(Point annotations for photos)
------------------------------------
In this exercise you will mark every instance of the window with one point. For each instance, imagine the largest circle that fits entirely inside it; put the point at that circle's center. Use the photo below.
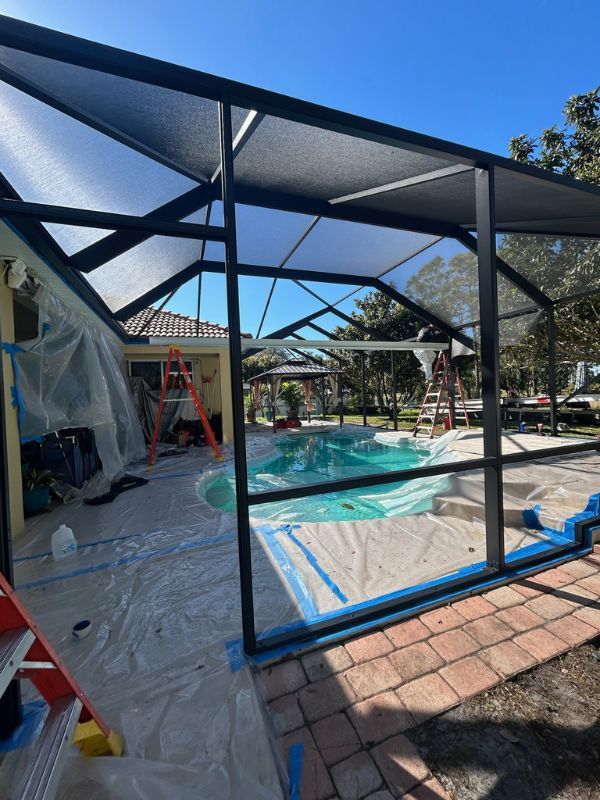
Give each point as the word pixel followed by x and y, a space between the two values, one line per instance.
pixel 153 372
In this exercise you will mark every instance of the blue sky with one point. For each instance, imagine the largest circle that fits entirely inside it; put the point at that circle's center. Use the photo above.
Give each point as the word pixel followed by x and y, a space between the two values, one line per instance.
pixel 472 72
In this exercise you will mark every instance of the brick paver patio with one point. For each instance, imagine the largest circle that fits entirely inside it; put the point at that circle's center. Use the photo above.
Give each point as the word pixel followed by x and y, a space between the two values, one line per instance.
pixel 353 705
------------------------------------
**Task prompt**. Render the listing above as a JSON list of strings, one string for each line, with blank lines omitted and the pictures left out.

**Expected output**.
[
  "In this exercise you will mark every instance of the window with one point. For each instance, imagine the largest circle that fits entirely inside it; put the point at that circle's center. Use the photo below.",
  "Give each point as the word pixel followed by x and y, a space between the two values, one line per instance.",
  "pixel 153 372",
  "In this exercise you will mark every instance of the blue sky with one point. For each instance, imagine the largest circle that fits entirely inside it; put the point at that circle's center. Use the photo above.",
  "Give each point as the word pixel followed by x and y, a space between the two values, one line per instance.",
  "pixel 472 72",
  "In this exercise you will mark every instance of the brick paver patio with one point. For each instance, imagine the largest circle that fits entirely inside it; put the point at that circle's center. Use the photo above.",
  "Give each point as the word pixel followed by x and y, a space between the two values, one line per instance.",
  "pixel 353 705"
]